— What the task requires —
Move the records below into your response. Begin at the line that contains "Would you mind picking out the palm", continue through the end of the records, keep the requests, and add 93 to every coordinate in the answers. Leave out the pictures.

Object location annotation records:
☆ ☆ ☆ ☆ ☆ ☆ ☆

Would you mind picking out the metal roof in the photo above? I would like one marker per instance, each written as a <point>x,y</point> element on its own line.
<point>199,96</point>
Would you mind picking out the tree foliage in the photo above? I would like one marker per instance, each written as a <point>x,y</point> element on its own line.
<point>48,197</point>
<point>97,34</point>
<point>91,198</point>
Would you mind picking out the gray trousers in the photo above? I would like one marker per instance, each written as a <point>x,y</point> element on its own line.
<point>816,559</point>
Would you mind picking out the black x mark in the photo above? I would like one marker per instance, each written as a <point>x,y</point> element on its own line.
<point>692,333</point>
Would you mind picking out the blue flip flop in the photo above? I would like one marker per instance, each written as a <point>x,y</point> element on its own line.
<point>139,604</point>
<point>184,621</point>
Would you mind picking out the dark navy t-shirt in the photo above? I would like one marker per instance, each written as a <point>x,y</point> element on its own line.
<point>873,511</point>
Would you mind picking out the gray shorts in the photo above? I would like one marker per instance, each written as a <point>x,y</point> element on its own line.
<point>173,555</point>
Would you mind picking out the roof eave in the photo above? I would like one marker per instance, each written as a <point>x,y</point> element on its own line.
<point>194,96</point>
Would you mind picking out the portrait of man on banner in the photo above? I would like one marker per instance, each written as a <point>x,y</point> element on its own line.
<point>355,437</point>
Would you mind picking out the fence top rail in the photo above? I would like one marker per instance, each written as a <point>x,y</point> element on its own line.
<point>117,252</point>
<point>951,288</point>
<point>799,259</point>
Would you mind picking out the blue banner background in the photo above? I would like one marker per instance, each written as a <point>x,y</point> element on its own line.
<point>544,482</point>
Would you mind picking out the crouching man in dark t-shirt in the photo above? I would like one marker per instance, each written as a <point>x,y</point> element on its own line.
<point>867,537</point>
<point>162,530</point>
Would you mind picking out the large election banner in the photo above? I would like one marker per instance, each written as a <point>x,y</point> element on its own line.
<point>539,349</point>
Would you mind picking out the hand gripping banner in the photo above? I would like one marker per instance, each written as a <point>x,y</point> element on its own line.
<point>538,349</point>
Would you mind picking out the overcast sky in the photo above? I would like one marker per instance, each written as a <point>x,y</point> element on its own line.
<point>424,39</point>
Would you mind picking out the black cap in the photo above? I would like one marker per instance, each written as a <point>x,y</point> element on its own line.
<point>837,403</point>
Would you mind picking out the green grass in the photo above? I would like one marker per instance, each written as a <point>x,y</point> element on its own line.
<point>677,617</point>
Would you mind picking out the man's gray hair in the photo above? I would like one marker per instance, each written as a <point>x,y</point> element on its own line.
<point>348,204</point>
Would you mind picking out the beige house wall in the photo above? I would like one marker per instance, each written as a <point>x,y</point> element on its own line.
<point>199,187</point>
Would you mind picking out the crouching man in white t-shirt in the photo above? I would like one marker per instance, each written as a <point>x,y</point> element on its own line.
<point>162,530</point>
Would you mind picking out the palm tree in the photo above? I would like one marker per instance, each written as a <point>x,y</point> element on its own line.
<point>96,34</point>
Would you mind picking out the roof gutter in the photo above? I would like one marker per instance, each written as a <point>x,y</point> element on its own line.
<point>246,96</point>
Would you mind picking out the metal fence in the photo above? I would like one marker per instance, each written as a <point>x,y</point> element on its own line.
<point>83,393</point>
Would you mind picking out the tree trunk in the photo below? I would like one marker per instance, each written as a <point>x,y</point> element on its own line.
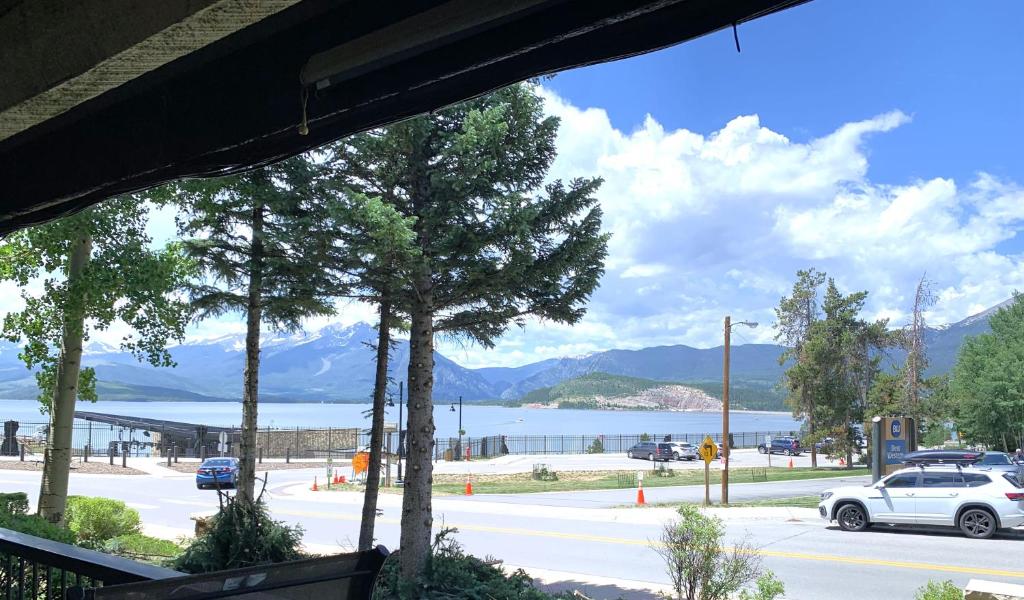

☆ ☆ ☆ ☆ ☆ ☆ ☆

— Result of this exercise —
Would you mind picking out the palm tree in the photo above? I would like one marker per instance, each written as a <point>x,y</point> element on its own line.
<point>189,127</point>
Would you mind picking out the roof gutter in the photo above? I would like one marker per instance, each written as a <point>x,y</point> element on its own line.
<point>339,189</point>
Would you mind picking out the metal fence in the photo above? I would like one marker per instance, each written as a <point>x,y</point> element on its own line.
<point>176,486</point>
Would you mind picking out the tree trunk in the photo below? I would like one marker per instance, each written as a <point>x,y</point> element on its own line.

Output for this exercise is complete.